Directions:
Rewrite the listing from its start through the line containing "[46,127,84,156]", both ends included, replacing "knuckle" with "finger joint" and leaving all else unchanged. Omit the pictures from your answer.

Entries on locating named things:

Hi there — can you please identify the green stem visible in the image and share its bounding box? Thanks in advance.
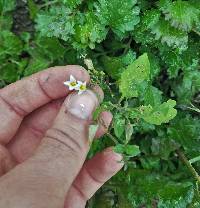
[176,150,200,184]
[123,37,132,55]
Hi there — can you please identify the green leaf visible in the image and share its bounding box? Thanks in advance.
[96,0,140,38]
[28,0,39,19]
[160,0,200,31]
[151,19,188,50]
[144,86,162,107]
[0,0,16,14]
[114,144,140,157]
[125,145,140,157]
[114,144,125,154]
[119,53,150,98]
[113,115,125,139]
[117,168,194,208]
[100,50,136,80]
[73,12,108,49]
[36,6,75,41]
[24,58,49,76]
[0,30,23,58]
[167,113,200,157]
[0,63,20,83]
[140,100,177,125]
[62,0,83,8]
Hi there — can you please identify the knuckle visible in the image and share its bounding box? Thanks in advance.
[46,127,84,156]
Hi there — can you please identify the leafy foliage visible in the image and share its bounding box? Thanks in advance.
[0,0,200,208]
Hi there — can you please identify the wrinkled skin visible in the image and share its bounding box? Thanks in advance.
[0,66,123,208]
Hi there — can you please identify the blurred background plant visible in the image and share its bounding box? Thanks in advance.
[0,0,200,208]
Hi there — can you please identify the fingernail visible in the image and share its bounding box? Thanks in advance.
[104,147,124,170]
[65,90,98,119]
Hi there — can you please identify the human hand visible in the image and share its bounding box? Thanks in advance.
[0,66,123,208]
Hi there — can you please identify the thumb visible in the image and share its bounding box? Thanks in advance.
[0,90,98,208]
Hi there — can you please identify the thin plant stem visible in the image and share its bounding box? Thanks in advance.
[176,150,200,184]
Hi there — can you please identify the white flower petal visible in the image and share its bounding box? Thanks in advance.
[70,75,76,82]
[69,85,75,90]
[64,81,70,86]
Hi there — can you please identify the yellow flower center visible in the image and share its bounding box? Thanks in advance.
[70,82,76,87]
[80,85,86,91]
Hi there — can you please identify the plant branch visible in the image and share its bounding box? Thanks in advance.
[192,29,200,36]
[176,150,200,184]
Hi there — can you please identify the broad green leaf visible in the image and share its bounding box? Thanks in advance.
[160,0,200,31]
[0,30,23,58]
[151,19,188,50]
[100,50,136,80]
[28,0,39,19]
[114,144,125,154]
[113,115,125,139]
[144,86,162,107]
[125,145,140,157]
[167,113,200,156]
[36,6,75,41]
[96,0,140,38]
[140,100,177,125]
[24,58,50,76]
[73,12,108,49]
[116,168,194,208]
[0,0,16,13]
[119,53,150,98]
[0,63,20,83]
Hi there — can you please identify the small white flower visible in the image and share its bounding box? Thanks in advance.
[76,81,87,95]
[64,75,78,90]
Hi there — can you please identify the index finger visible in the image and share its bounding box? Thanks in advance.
[0,65,89,144]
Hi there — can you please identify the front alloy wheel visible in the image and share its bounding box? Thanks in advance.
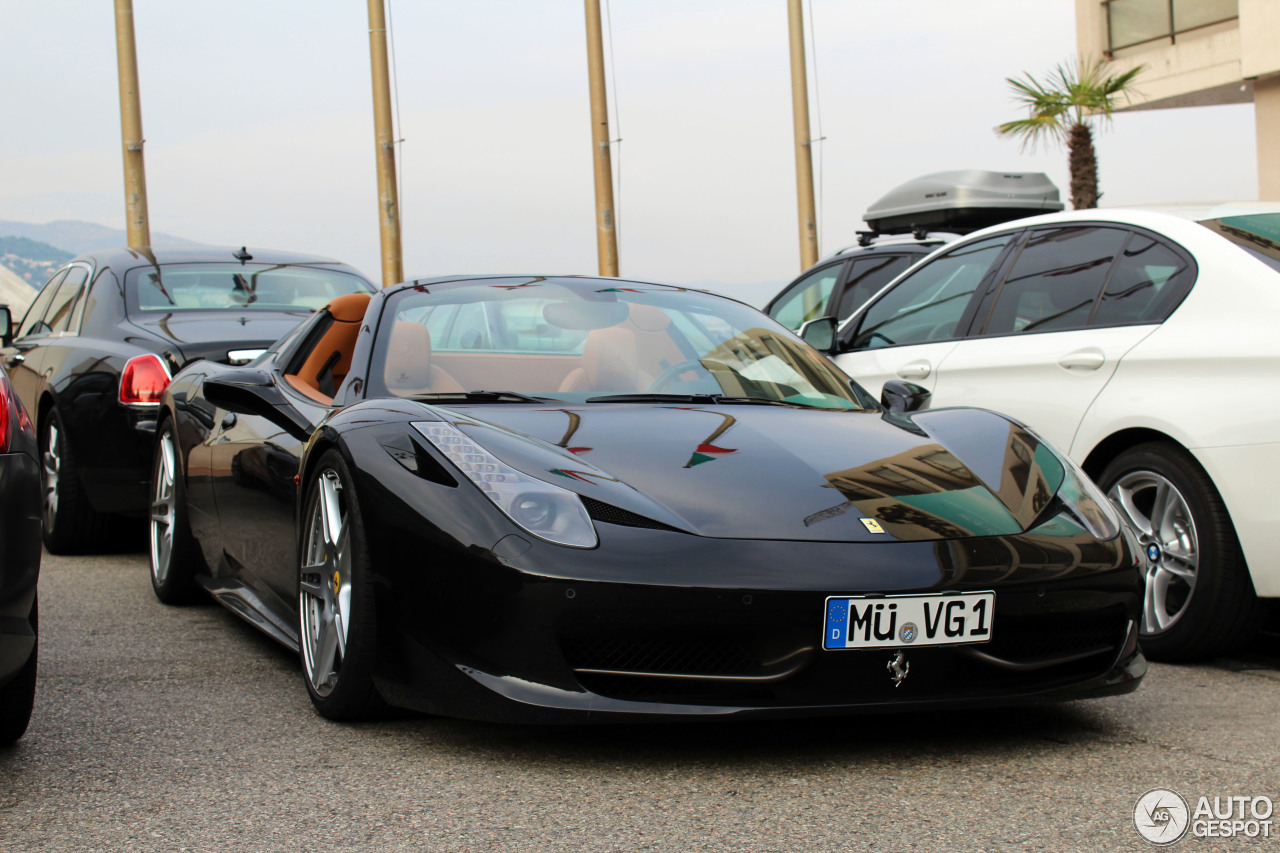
[1098,442,1263,661]
[1107,471,1199,634]
[298,469,352,697]
[298,450,387,720]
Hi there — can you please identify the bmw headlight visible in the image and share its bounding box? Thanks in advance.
[413,421,598,548]
[1057,456,1121,540]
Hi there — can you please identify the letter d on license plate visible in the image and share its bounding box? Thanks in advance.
[822,592,996,649]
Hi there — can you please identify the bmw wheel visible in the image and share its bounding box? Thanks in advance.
[150,421,205,605]
[1100,442,1262,661]
[298,450,384,720]
[40,407,108,553]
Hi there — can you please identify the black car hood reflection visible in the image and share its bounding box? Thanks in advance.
[436,403,1064,542]
[129,309,311,361]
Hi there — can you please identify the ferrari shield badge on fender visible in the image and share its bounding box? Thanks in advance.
[884,652,911,686]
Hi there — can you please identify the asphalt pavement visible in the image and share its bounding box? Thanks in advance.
[0,553,1280,853]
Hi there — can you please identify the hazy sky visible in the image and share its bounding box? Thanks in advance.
[0,0,1257,301]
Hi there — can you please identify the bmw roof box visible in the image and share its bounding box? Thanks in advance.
[863,169,1064,234]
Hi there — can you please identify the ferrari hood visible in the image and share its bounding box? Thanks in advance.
[129,310,311,364]
[436,403,1065,542]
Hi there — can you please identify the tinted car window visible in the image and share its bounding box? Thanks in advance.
[983,227,1129,334]
[1092,234,1196,325]
[836,254,924,321]
[852,234,1012,348]
[769,264,844,329]
[17,270,67,338]
[45,266,88,332]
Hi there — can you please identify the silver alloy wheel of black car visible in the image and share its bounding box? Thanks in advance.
[151,430,174,587]
[41,418,63,529]
[298,467,355,698]
[1107,470,1201,634]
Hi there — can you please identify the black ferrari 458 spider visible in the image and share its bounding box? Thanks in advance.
[151,277,1147,722]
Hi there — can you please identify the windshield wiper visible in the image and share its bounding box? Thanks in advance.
[410,391,554,403]
[586,393,844,409]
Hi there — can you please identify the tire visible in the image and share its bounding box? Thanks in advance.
[147,421,205,605]
[298,450,387,720]
[1100,442,1263,661]
[0,596,40,747]
[40,406,110,553]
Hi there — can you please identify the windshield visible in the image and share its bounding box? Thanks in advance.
[370,279,863,410]
[124,264,372,315]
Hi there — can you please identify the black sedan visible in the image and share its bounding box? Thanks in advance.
[0,358,40,747]
[151,277,1146,722]
[0,248,372,553]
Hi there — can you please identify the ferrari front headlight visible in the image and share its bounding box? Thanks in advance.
[413,421,599,548]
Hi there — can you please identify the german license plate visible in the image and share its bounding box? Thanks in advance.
[822,592,996,649]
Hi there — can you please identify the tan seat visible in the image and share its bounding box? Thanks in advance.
[559,305,685,393]
[284,293,370,405]
[383,320,466,397]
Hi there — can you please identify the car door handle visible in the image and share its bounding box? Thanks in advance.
[1057,347,1107,370]
[897,359,933,379]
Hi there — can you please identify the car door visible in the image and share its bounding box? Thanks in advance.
[836,232,1019,397]
[0,269,67,416]
[931,225,1181,451]
[205,308,348,613]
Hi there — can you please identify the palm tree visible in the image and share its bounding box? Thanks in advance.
[996,61,1143,210]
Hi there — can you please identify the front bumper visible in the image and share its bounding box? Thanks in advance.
[371,507,1147,722]
[0,453,41,684]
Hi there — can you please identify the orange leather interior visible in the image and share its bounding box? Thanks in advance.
[284,293,370,405]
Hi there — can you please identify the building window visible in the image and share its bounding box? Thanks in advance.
[1103,0,1240,50]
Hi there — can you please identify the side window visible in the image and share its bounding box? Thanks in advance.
[15,270,67,338]
[982,227,1129,334]
[1091,234,1194,325]
[45,266,88,332]
[769,264,844,330]
[836,255,924,323]
[852,234,1012,350]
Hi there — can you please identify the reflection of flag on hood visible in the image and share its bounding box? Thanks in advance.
[685,409,737,467]
[685,444,737,467]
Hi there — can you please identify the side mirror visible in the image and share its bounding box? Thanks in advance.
[881,379,933,414]
[204,370,314,441]
[797,316,836,352]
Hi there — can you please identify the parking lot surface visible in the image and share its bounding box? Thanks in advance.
[0,553,1280,853]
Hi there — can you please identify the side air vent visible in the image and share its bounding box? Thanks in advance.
[579,494,684,533]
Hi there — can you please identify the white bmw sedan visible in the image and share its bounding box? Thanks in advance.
[832,204,1280,660]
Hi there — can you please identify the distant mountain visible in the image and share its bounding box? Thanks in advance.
[0,219,205,255]
[0,237,74,264]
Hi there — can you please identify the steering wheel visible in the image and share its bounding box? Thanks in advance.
[645,359,719,393]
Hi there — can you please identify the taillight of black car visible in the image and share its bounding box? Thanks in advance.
[120,352,172,406]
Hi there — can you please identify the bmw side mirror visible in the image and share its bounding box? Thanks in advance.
[204,369,312,441]
[797,316,836,352]
[881,379,933,414]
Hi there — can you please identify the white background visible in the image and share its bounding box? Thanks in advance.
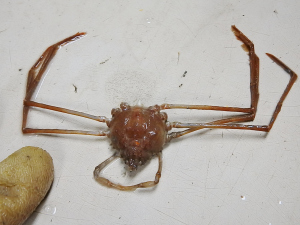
[0,0,300,225]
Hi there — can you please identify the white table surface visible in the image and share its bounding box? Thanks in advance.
[0,0,300,225]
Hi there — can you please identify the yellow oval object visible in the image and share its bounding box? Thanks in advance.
[0,146,54,225]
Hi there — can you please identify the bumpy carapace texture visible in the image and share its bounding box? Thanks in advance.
[0,146,54,225]
[108,103,171,170]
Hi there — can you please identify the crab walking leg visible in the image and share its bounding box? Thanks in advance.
[167,114,253,141]
[22,32,86,132]
[23,128,109,136]
[160,26,259,118]
[94,152,162,191]
[24,101,108,123]
[172,53,298,136]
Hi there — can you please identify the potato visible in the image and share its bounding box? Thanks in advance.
[0,146,54,225]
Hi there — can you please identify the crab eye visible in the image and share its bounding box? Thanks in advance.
[160,112,168,121]
[120,102,130,110]
[111,108,121,117]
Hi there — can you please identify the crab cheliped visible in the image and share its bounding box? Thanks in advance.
[22,26,297,191]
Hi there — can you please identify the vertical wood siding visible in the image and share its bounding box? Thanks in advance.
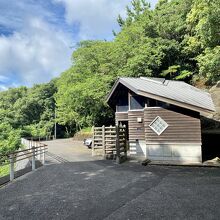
[128,111,145,141]
[144,107,201,144]
[115,112,128,122]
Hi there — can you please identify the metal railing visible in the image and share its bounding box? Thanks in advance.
[0,142,47,181]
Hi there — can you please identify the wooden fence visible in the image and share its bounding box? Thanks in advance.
[92,126,127,163]
[0,138,47,181]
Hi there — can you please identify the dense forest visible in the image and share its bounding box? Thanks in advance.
[0,0,220,152]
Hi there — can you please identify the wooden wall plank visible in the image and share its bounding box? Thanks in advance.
[144,108,201,144]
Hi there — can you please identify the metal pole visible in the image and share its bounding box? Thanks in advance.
[9,154,15,181]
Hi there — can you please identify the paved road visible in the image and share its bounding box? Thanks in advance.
[0,140,220,220]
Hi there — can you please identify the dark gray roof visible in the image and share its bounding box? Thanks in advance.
[107,77,215,111]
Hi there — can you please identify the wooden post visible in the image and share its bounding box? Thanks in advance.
[124,125,128,160]
[9,154,15,181]
[115,125,121,164]
[102,125,106,159]
[92,126,95,156]
[32,147,35,170]
[42,146,46,164]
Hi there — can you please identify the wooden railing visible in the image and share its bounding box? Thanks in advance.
[92,126,127,163]
[0,139,47,181]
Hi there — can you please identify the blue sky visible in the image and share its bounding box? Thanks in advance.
[0,0,157,90]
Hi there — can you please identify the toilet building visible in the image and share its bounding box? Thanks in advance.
[107,77,214,163]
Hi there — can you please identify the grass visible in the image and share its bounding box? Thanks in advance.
[0,164,9,177]
[80,127,92,133]
[74,127,92,140]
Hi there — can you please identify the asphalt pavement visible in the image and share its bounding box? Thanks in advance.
[0,139,220,220]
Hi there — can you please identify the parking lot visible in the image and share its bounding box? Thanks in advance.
[0,139,220,220]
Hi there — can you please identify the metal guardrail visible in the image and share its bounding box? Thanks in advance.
[0,141,47,181]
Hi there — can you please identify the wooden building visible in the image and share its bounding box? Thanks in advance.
[107,77,214,163]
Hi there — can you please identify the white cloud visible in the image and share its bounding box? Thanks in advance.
[0,17,71,88]
[54,0,130,39]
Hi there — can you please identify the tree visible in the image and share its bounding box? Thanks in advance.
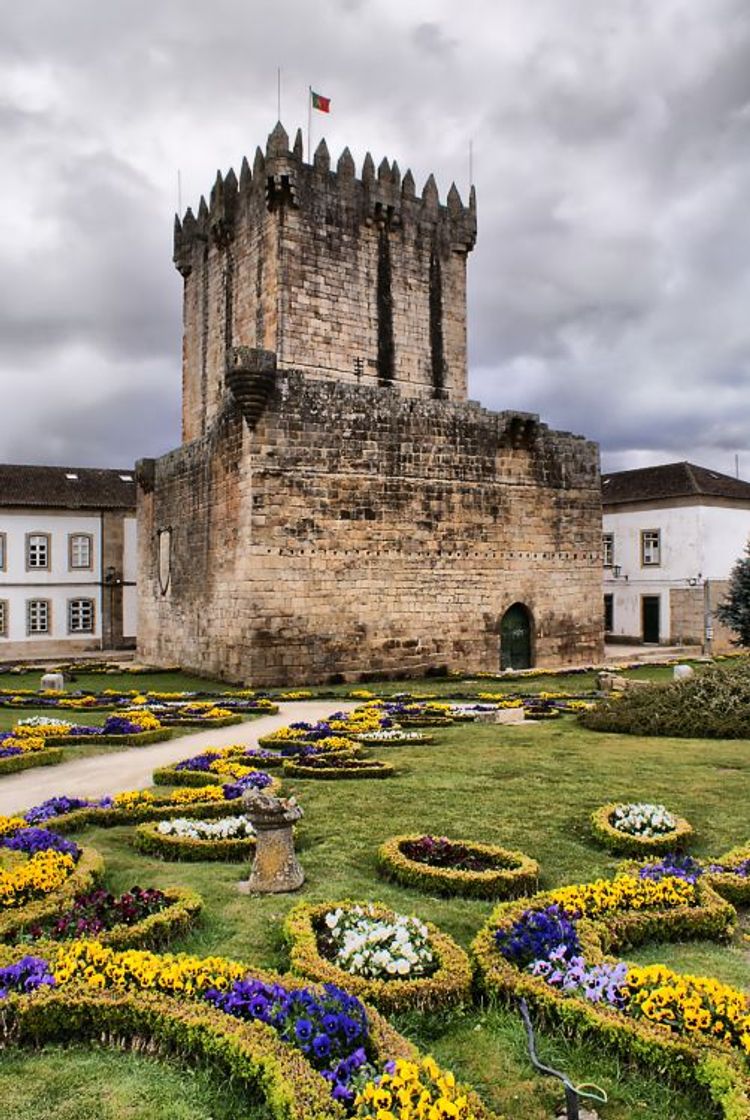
[714,541,750,646]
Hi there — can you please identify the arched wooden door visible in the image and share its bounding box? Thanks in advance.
[500,603,533,669]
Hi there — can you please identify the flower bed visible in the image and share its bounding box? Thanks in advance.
[18,772,280,832]
[354,727,434,747]
[14,887,203,952]
[133,816,255,862]
[625,844,750,906]
[284,902,471,1014]
[0,846,104,941]
[472,876,750,1120]
[377,836,540,898]
[591,802,693,855]
[152,745,283,785]
[0,942,493,1120]
[284,754,395,781]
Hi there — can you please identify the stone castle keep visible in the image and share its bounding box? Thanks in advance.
[138,124,602,685]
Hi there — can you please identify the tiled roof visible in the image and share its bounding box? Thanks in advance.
[0,464,135,510]
[601,463,750,506]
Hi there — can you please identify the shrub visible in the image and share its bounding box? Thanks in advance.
[377,836,540,898]
[284,902,471,1014]
[133,821,255,864]
[591,802,693,856]
[578,657,750,739]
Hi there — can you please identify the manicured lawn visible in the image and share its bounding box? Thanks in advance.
[23,717,750,1120]
[0,1046,271,1120]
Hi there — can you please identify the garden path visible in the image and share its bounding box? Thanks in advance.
[0,700,356,815]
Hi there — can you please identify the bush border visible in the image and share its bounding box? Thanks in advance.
[471,885,750,1120]
[24,887,203,956]
[283,899,471,1015]
[47,727,172,747]
[591,801,694,856]
[0,747,65,777]
[133,821,255,864]
[0,848,104,942]
[283,758,396,782]
[151,752,283,786]
[376,834,540,898]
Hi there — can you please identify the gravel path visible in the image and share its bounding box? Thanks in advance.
[0,700,356,815]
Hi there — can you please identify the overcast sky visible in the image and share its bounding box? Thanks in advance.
[0,0,750,477]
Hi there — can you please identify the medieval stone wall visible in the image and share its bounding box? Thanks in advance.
[139,371,602,685]
[175,125,476,440]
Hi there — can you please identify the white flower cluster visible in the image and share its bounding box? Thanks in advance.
[325,906,435,980]
[611,802,677,837]
[359,727,425,743]
[16,716,75,727]
[157,816,254,840]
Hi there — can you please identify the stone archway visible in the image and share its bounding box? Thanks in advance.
[500,603,534,669]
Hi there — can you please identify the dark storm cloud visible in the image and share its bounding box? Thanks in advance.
[0,0,750,469]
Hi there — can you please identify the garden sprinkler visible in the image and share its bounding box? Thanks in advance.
[518,999,607,1120]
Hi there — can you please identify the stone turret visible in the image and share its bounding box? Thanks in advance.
[174,122,477,439]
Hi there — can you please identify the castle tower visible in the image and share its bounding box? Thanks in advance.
[175,123,477,441]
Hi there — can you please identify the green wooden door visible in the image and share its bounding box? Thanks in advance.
[500,603,532,669]
[643,595,659,645]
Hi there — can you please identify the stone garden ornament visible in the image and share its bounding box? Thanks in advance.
[240,790,304,894]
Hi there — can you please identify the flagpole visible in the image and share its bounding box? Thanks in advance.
[307,85,312,164]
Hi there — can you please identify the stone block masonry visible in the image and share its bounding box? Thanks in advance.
[140,371,601,684]
[138,125,602,685]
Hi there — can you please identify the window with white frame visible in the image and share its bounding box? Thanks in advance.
[67,533,93,570]
[26,599,50,634]
[67,599,94,634]
[640,529,662,568]
[26,533,50,570]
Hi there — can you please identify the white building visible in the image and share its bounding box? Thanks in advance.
[601,463,750,652]
[0,465,137,661]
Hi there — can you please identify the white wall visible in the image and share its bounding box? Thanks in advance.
[0,510,102,656]
[602,504,750,643]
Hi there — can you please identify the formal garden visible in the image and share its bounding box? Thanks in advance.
[0,659,750,1120]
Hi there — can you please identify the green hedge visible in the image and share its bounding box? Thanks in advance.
[159,704,244,731]
[0,848,104,942]
[133,821,255,864]
[32,799,242,832]
[377,836,540,898]
[284,758,396,782]
[0,747,65,777]
[471,886,750,1120]
[283,900,471,1015]
[151,756,283,786]
[26,887,203,956]
[591,801,693,856]
[47,727,172,747]
[0,984,345,1120]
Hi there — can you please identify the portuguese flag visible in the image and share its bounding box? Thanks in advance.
[310,90,330,113]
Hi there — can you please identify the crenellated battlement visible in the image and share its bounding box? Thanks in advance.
[174,123,477,276]
[174,123,477,439]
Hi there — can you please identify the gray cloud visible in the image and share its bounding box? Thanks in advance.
[0,0,750,472]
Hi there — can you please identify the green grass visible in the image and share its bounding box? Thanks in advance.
[23,717,738,1120]
[0,1046,271,1120]
[0,662,720,697]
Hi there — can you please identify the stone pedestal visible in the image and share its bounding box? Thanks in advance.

Correct output:
Hi there — can you please identify the green stem visible in the image and share its bounding box? Thanks in advance.
[176,150,200,184]
[123,37,132,55]
Hi there — can you please identify the green leaf visible in the image and share its bounding box? Thanks in advance.
[96,0,140,38]
[28,0,39,19]
[160,0,200,31]
[151,19,188,50]
[144,86,162,107]
[0,0,16,14]
[114,144,140,157]
[125,145,140,157]
[114,144,125,154]
[119,53,150,98]
[113,115,125,139]
[117,168,194,208]
[100,50,136,80]
[73,12,108,49]
[36,6,75,41]
[24,58,49,76]
[0,30,23,58]
[167,113,200,157]
[0,63,20,83]
[140,100,177,125]
[62,0,83,8]
Hi there — can you please identify the finger joint visible in the image and share its bounding box? Thanks in advance.
[46,127,84,156]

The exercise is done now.